Input for this task:
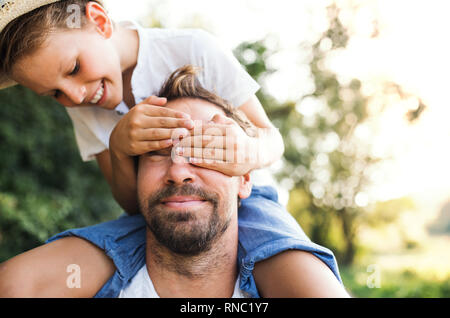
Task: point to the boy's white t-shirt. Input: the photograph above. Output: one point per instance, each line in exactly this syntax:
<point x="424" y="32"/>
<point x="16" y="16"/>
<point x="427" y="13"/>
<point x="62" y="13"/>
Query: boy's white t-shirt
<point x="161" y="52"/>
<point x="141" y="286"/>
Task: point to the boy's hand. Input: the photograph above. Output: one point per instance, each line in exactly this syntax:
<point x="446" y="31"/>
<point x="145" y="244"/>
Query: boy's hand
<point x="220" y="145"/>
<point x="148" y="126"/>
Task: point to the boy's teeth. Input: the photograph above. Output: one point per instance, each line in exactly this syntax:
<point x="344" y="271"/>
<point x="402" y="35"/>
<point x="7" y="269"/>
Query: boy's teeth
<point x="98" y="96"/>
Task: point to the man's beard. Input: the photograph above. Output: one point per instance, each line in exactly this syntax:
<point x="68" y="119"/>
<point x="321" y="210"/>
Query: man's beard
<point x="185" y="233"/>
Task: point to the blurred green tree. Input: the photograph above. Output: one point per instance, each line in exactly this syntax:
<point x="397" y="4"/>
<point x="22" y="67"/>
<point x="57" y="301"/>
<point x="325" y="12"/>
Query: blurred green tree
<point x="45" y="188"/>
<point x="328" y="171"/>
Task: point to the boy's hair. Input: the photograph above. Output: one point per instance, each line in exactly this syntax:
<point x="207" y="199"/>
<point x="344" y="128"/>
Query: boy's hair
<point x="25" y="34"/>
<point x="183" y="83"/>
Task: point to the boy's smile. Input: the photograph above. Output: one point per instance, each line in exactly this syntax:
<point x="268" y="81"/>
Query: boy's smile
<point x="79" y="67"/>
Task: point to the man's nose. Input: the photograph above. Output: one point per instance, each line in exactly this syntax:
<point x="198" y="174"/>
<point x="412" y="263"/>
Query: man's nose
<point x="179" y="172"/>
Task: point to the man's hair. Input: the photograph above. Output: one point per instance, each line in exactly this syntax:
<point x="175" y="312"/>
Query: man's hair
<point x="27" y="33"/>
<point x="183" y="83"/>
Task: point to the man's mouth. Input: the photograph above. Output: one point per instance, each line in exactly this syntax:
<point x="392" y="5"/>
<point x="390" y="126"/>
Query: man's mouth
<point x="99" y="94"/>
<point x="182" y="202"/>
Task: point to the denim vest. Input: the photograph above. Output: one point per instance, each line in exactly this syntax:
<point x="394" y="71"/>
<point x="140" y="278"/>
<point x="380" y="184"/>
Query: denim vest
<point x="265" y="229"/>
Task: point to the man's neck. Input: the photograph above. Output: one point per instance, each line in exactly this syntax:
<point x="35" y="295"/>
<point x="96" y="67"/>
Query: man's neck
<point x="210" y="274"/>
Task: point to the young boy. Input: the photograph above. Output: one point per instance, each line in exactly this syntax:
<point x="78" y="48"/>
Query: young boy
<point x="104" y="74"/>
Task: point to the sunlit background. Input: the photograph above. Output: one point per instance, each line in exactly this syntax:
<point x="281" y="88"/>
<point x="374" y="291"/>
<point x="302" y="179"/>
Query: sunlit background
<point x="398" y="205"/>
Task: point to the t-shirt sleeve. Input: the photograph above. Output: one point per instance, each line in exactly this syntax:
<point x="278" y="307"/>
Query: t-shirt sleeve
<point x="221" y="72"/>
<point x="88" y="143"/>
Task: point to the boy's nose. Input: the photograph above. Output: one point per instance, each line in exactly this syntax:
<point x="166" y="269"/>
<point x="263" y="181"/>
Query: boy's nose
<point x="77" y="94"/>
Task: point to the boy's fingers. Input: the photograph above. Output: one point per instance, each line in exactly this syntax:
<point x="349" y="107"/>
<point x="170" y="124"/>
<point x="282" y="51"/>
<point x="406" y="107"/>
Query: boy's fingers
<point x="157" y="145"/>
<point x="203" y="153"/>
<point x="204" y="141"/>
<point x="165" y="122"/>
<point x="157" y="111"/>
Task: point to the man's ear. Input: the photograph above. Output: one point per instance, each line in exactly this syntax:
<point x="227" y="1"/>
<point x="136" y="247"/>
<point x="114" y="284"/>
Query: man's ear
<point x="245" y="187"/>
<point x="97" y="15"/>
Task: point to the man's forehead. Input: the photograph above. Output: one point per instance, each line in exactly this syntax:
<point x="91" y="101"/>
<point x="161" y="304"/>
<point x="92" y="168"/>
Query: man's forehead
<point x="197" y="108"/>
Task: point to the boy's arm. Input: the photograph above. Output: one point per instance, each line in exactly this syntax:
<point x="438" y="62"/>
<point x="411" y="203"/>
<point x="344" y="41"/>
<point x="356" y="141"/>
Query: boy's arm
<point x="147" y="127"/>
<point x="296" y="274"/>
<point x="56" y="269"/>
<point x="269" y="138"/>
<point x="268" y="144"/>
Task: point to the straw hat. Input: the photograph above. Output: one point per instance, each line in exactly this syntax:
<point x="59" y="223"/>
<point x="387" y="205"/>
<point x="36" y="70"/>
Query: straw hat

To do: Select every line in the records above that contains the word "straw".

Answer:
Task: point to the straw hat. Input: the photograph above. Output: one point per instance, each line in exactly this syntax:
Query: straw hat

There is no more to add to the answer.